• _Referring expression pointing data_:
..........

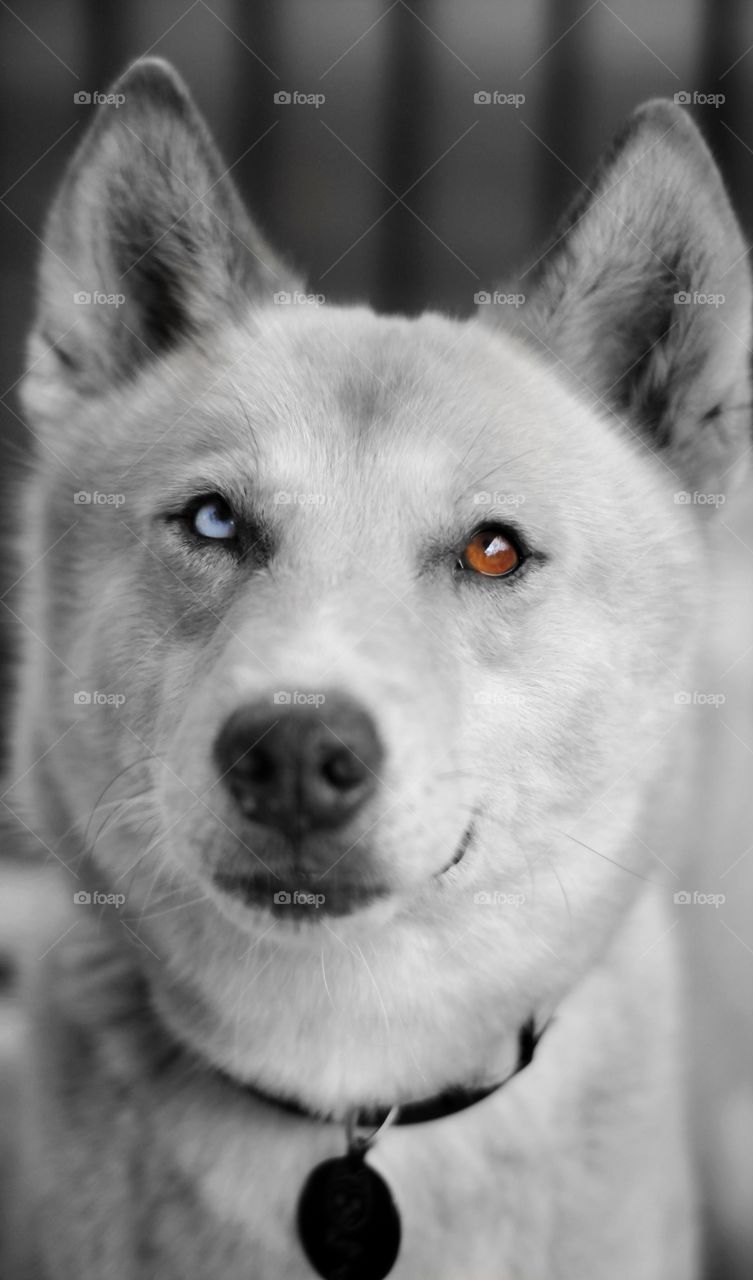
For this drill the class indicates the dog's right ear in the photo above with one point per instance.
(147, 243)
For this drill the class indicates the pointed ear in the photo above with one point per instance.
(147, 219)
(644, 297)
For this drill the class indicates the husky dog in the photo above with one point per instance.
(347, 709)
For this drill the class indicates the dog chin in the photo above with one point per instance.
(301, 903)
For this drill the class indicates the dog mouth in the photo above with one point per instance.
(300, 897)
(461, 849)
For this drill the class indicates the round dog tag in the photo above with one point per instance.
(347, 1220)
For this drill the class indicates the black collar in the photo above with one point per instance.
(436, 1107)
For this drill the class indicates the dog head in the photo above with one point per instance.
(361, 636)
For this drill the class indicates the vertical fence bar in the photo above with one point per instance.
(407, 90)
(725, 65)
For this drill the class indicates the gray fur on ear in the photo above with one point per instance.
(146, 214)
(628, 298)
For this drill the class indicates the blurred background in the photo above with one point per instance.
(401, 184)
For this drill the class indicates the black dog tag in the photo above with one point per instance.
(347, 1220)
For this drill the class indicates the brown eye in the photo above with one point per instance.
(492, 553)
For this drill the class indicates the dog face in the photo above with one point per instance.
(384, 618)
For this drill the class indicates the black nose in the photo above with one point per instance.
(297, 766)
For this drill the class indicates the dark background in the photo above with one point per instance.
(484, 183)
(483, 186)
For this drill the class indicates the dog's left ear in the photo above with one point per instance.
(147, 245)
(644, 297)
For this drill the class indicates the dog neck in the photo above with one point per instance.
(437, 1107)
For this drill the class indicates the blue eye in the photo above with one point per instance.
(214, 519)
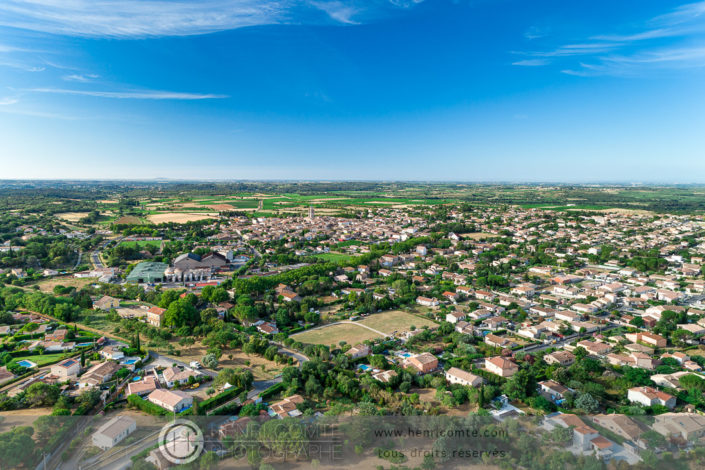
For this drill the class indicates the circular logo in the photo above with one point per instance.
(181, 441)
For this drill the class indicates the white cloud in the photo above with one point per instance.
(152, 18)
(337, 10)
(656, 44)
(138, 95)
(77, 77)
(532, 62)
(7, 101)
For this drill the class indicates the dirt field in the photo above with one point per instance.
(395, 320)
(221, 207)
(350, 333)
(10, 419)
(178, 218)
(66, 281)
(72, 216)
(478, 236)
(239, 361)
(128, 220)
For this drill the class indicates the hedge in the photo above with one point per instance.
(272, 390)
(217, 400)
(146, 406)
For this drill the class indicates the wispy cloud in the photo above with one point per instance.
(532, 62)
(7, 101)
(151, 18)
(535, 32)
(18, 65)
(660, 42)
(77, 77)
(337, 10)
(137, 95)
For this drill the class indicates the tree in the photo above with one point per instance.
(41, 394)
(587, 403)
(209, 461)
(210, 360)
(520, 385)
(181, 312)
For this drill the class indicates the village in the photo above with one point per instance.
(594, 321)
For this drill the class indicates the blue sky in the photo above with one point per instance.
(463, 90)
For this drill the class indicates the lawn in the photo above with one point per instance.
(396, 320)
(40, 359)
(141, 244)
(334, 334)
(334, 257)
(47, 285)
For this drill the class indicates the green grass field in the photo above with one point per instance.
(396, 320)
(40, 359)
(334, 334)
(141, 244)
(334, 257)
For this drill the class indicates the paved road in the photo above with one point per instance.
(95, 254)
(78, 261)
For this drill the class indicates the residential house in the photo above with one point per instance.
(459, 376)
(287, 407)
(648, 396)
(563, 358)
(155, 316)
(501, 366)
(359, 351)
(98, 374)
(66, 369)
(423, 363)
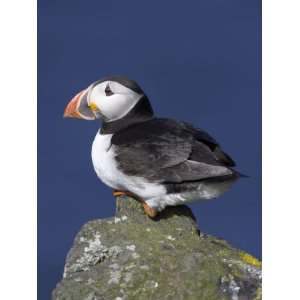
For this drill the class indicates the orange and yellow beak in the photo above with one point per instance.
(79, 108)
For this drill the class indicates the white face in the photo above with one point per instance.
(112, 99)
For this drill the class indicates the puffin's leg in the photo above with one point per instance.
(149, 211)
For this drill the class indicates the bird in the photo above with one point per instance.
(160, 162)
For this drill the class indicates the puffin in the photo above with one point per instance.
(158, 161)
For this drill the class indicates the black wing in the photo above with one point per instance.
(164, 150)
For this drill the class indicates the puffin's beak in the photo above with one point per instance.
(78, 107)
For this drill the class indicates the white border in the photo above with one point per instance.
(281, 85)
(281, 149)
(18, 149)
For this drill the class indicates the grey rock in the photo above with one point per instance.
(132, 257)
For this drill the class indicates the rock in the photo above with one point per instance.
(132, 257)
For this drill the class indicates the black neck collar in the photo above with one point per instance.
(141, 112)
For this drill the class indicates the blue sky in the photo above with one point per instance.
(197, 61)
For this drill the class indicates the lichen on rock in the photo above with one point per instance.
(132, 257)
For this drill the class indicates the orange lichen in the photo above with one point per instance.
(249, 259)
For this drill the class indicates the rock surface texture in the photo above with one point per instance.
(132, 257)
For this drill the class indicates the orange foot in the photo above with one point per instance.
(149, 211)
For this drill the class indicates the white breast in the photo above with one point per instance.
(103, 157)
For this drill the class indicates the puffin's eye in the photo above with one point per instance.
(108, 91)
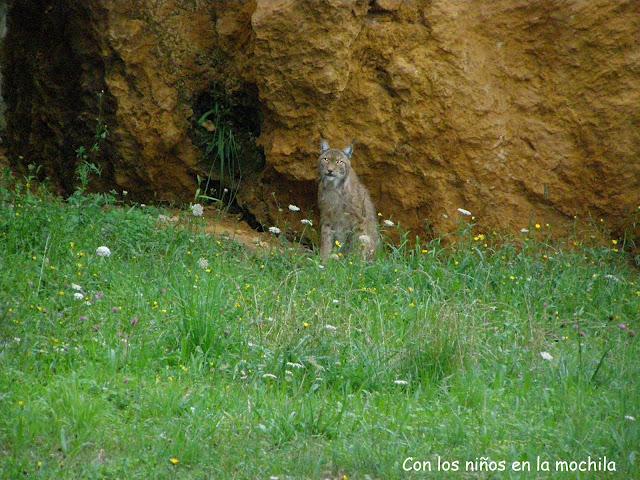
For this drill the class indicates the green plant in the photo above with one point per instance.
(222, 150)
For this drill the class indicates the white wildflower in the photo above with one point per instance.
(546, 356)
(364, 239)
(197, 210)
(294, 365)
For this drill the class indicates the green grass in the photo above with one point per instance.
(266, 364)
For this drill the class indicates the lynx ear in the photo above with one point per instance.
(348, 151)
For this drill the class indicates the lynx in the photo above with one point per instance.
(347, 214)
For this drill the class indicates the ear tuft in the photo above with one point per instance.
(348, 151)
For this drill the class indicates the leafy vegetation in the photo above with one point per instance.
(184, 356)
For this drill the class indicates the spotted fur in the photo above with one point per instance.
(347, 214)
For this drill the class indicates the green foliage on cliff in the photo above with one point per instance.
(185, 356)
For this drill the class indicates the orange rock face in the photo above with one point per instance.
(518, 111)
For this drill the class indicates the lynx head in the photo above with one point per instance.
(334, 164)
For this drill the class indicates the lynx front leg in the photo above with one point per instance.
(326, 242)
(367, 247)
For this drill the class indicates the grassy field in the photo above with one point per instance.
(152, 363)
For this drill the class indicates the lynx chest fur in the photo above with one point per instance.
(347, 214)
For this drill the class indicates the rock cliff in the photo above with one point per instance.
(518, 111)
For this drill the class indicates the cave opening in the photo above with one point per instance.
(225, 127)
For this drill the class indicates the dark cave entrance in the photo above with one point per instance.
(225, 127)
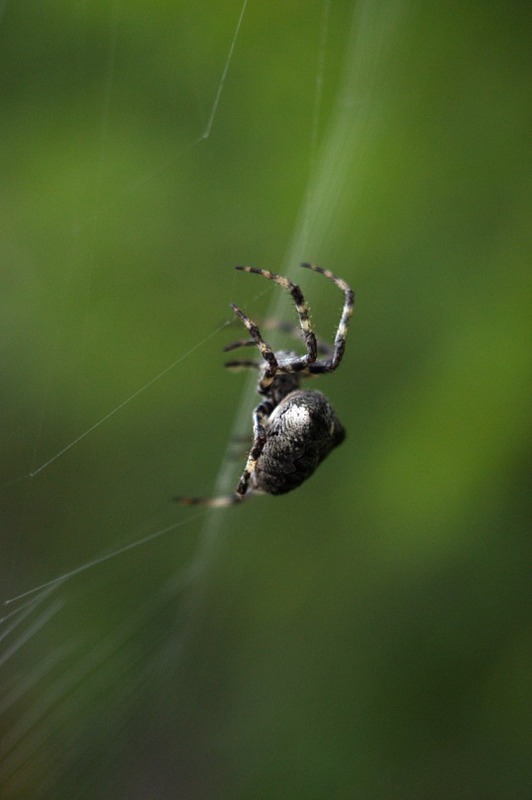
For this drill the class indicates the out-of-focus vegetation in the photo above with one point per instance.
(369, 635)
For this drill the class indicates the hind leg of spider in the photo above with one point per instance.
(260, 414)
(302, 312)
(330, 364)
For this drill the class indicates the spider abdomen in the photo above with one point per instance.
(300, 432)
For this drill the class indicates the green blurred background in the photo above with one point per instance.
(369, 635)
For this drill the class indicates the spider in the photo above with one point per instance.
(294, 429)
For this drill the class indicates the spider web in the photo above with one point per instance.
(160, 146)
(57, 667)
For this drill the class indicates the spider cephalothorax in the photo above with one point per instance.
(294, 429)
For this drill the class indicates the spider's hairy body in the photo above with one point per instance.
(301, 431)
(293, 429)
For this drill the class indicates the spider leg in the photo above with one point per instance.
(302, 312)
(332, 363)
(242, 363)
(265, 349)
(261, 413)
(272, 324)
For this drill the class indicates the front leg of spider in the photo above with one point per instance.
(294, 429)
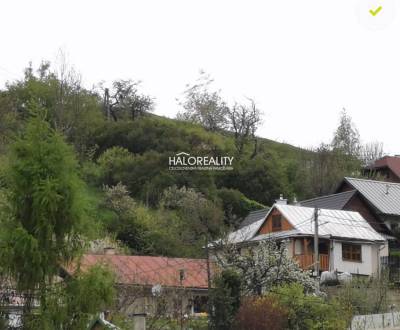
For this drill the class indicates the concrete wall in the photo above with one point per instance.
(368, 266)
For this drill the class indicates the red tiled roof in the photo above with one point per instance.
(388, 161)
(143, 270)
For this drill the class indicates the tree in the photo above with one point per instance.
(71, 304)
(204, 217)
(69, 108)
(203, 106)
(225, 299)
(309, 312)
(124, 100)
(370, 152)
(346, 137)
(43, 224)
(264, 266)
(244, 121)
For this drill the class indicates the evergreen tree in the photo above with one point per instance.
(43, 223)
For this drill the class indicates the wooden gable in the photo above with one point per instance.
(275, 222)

..........

• _TASK REQUIREMENTS_: Apart from the pictures, all of the data must be duplicated exactly as shown above.

• _WRITTEN ANSWER_:
For this drill the class indicates the dog's right ear in the photo above with one point per instance.
(147, 243)
For this drill the class indicates the pointed ear in the photo above with one point per instance.
(147, 219)
(644, 297)
For this drill the class indicates the husky dog in the photo above with one point per instance.
(347, 709)
For this drill the class indicates the dog chin in the photo above with one point per instance.
(301, 903)
For this drill the class indicates the dog mouth in the photo above with one point per instance.
(300, 897)
(461, 849)
For this drill the class indicates the round dog tag in the photo above with one point per instance.
(347, 1220)
For this drill the class indicates the black collar in the photo above with one point per instance.
(436, 1107)
For this drill the class indicates the dog head in the photo above with one point per instance.
(361, 636)
For this drill the class indicates the vertical fence bar in the photo above with one point per instance.
(407, 90)
(725, 65)
For this drill the class indicates the gray fur on ear in the photo above with one point per instance.
(146, 214)
(628, 298)
For this drill the class indicates the blurred background in the photo above with one point per instance.
(401, 184)
For this drill the class indicates the black dog tag in the photo above with one point per instance.
(347, 1220)
For this drill the class indicates the brown eye in the photo above with one point per instance.
(492, 553)
For this drill the class indicates the dog face in the photo above with one point per instance.
(384, 618)
For this drill the class indicates the black nose in the photo above with one point per instance.
(297, 766)
For this drill the class indicates the dark background in the photo above with one point per instance.
(484, 183)
(483, 186)
For this drill the class indicates the dog's left ear in the photo above with one point per instance.
(147, 245)
(644, 297)
For this drill the class indicates the dog neck in the photo above with one point per instance.
(437, 1107)
For this drill the class indicates the blue eye in the photo above with one point per instance.
(214, 519)
For this drill the class indicates the circular logo in the photo above with one point per instance.
(181, 441)
For this drill the class indicates the white cloud in the photo above with one point per instance.
(152, 18)
(337, 10)
(656, 44)
(138, 95)
(77, 77)
(532, 62)
(7, 101)
For this drill the class indicates the dirt field in the photo above with one point per instance.
(395, 320)
(221, 207)
(350, 333)
(10, 419)
(178, 218)
(66, 281)
(72, 216)
(478, 236)
(239, 361)
(128, 220)
For this drill the class indicates the hedge in the photo above with one point per instance.
(272, 390)
(217, 400)
(146, 406)
For this drill the class indicates the wispy cloud in the photo above with one point per instance.
(532, 62)
(7, 101)
(151, 18)
(535, 32)
(18, 65)
(660, 42)
(77, 77)
(337, 10)
(137, 95)
For this drill the class indicates the tree in the photo above with one point per instance.
(41, 394)
(587, 403)
(209, 461)
(210, 360)
(520, 385)
(181, 312)
For this drill the class indicates the village in the photo above with one point per instance.
(594, 321)
For this drill the class indicates the blue sky in the photo above with one point per instance.
(463, 90)
For this drill the class indicates the lawn in the photo above with one point per instance.
(396, 320)
(40, 359)
(141, 244)
(334, 334)
(334, 257)
(47, 285)
For this drill the class indicates the green grass field in the photo above with one point per instance.
(396, 320)
(40, 359)
(334, 334)
(141, 244)
(334, 257)
For this drill the class indicates the paved road in the photo above with one point per instance.
(95, 254)
(78, 261)
For this drill the class indicates the residential house in the photo above with one point per instance.
(459, 376)
(287, 407)
(648, 396)
(563, 358)
(155, 316)
(501, 366)
(359, 351)
(98, 374)
(66, 369)
(423, 363)
For this drill the class indicates the orange and yellow beak in the photo above with one point per instance.
(79, 108)
For this drill the class indicates the white face in the photo above with one point per instance.
(112, 99)
For this drill the class indicates the puffin's leg in the photo above with one point per instance.
(149, 211)
For this drill the class indicates the bird in the photo above with one point per instance.
(160, 162)
For this drill the class indicates the puffin in the photo above with one point per instance.
(158, 161)
For this drill the class indicates the black wing in the photo above with one point per instance.
(164, 150)
For this drill the class indicates the puffin's beak in the photo above with one point per instance.
(78, 107)
For this drill the class indicates the white border in the photo above with one point per instance.
(281, 85)
(281, 149)
(18, 149)
For this drill the class indicates the grey rock in the photo above with one point per instance.
(132, 257)
For this drill the class indicates the rock in the photo above with one point per instance.
(132, 257)
For this drill the class indicates the black neck collar in the photo above with one point per instance.
(141, 112)
For this drill the class indicates the blue sky in the photo above with one point per instance.
(197, 61)
For this drill the class indicates the lichen on rock in the photo above with one point per instance.
(132, 257)
For this drill the class indicates the orange lichen in the photo above with one point per instance.
(249, 259)
For this drill the class indicates the rock surface texture in the photo above with one point per instance.
(132, 257)
For this drill the class indicates the orange foot in the photo above with one point per instance.
(149, 211)
For this drill the class indicates the white breast in the photo above with one point per instance.
(103, 157)
For this drill the class indicates the puffin's eye in the photo above with one point per instance.
(108, 91)
For this drill the class indicates the green plant in the photo above with one point per instance.
(222, 150)
For this drill the class indicates the white wildflower in the photo above with one point per instance.
(546, 356)
(364, 239)
(197, 210)
(294, 365)
For this drill the class indicates the green grass in the photo above with one point per instance.
(266, 364)
For this drill the class indicates the lynx ear in the photo above with one point per instance.
(348, 151)
For this drill the class indicates the lynx in the photo above with one point per instance.
(347, 214)
For this drill the class indicates the ear tuft in the photo above with one point per instance.
(348, 151)
For this drill the class indicates the leafy vegetation in the photo above with one point per instance.
(184, 356)
For this drill the class indicates the spotted fur in the photo above with one point per instance.
(347, 214)
For this drill the class indicates the green foliage on cliff in the photo above with one point per instance.
(185, 356)
For this drill the class indicates the orange rock face in the photo above with one point per instance.
(518, 111)
For this drill the class indicates the lynx head in the photo above with one point per instance.
(334, 164)
For this drill the class indicates the lynx front leg in the photo above with one point per instance.
(326, 242)
(367, 247)
For this drill the class indicates the grassy field in the photo above with one point per instance.
(152, 363)
For this drill the class indicates the lynx chest fur in the photo above with one point per instance.
(347, 214)
For this drill the class indicates the rock cliff in the photo above with one point per instance.
(518, 111)
For this drill the class indicates the cave opening in the photo above with one point per instance.
(225, 127)
For this drill the class indicates the dark cave entrance in the photo above with one point per instance.
(225, 127)
For this drill the class indicates the out-of-focus vegetation in the photo above with one point per instance.
(369, 635)
For this drill the class indicates the hind leg of spider in the photo above with one point per instance.
(260, 414)
(302, 312)
(330, 364)
For this drill the class indicates the spider abdomen in the photo above with one point per instance.
(300, 432)
For this drill the class indicates the green blurred background in the photo above with one point per instance.
(369, 635)
For this drill the class indicates the spider in the photo above with one point per instance.
(294, 429)
For this drill the class indicates the spider web in the photo above with one point per instance.
(160, 146)
(57, 667)
For this drill the class indicates the spider cephalothorax in the photo above with one point per instance.
(294, 429)
For this drill the class indicates the spider's hairy body in the photo above with one point per instance.
(301, 431)
(293, 429)
For this drill the class indicates the spider leg in the photo above with one point per instance.
(302, 312)
(332, 363)
(242, 363)
(265, 349)
(261, 413)
(272, 324)
For this drill the class indicates the front leg of spider in the photo above with one point per instance.
(294, 429)
For this drill the class indicates the concrete wall in the photo above with one point per instance.
(368, 266)
For this drill the class indicates the red tiled roof in the photo above with one point per instance.
(388, 161)
(143, 270)
For this drill the class indicates the tree in the photo above with one point per instance.
(71, 304)
(204, 217)
(69, 108)
(203, 106)
(225, 299)
(309, 312)
(124, 100)
(370, 152)
(346, 137)
(43, 224)
(264, 266)
(244, 121)
For this drill the class indicates the evergreen tree in the photo above with one point per instance.
(43, 223)
For this drill the class indicates the wooden gable in the photo above with one point per instance.
(275, 222)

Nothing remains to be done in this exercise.